Copy the lines of the data below word for word, starting at the line that contains "In which part of this frame does the white" and ending after the line that contains "431,333 -> 502,363".

[Object detection data]
## BEGIN
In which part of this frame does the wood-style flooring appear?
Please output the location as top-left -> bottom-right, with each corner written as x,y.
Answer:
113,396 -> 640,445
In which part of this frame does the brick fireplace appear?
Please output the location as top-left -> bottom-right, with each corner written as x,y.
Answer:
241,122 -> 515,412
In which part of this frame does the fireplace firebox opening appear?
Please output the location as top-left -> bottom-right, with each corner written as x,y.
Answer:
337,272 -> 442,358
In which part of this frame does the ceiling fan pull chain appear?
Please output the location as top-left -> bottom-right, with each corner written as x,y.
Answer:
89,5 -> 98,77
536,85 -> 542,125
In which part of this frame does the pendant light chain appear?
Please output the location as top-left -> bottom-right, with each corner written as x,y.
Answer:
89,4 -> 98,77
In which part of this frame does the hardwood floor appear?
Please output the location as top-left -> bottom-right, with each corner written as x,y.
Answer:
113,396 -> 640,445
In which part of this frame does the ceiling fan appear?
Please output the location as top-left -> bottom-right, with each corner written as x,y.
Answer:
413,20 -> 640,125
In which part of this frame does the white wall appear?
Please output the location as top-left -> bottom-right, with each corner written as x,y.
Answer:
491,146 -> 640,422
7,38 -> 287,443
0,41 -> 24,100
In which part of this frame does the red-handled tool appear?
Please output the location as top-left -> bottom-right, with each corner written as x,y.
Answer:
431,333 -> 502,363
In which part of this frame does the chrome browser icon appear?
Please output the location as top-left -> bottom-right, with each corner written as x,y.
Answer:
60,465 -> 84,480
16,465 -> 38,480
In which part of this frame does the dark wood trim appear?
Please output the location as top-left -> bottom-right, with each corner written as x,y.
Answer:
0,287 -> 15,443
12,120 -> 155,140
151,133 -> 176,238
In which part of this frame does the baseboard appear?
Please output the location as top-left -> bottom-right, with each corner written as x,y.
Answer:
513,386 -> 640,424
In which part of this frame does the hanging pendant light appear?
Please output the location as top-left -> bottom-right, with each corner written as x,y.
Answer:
## END
**RESPONSE FOR THIS EXERCISE**
In which part of this frame does the white wall appear?
Please output the location as top-left -> bottom-right, with each corner written as x,y.
Answer:
491,146 -> 640,422
7,38 -> 287,443
0,41 -> 24,100
In which part of this frame does the red-handled tool appear?
Please output the location as top-left -> bottom-right, with each corner written as x,y.
Answer:
431,333 -> 502,363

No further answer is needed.